Problem details: Recast the listing below as a numbered list, omitting blank lines and leaving out the picture.

Records:
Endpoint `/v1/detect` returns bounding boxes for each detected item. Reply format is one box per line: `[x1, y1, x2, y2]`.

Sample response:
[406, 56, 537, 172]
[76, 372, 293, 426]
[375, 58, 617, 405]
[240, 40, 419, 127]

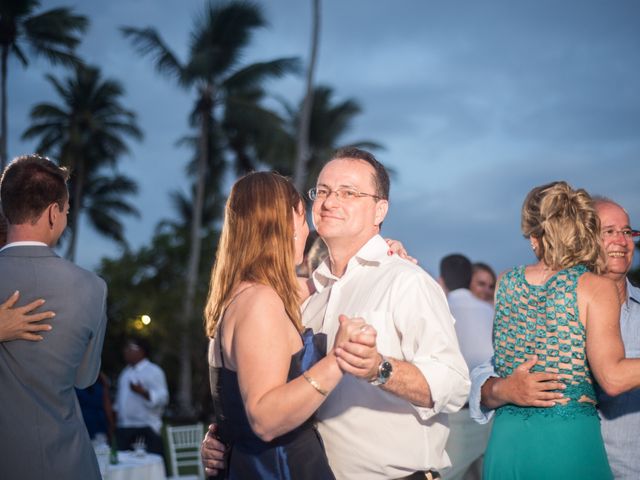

Reply:
1. Endpoint `/v1/detect` returns bounding boxes for each detected item. Reply format is one box per line: `[x1, y1, x2, y2]`.
2. Sample response:
3. [406, 56, 537, 172]
4. [76, 372, 293, 426]
5. [375, 58, 617, 405]
6. [240, 40, 419, 127]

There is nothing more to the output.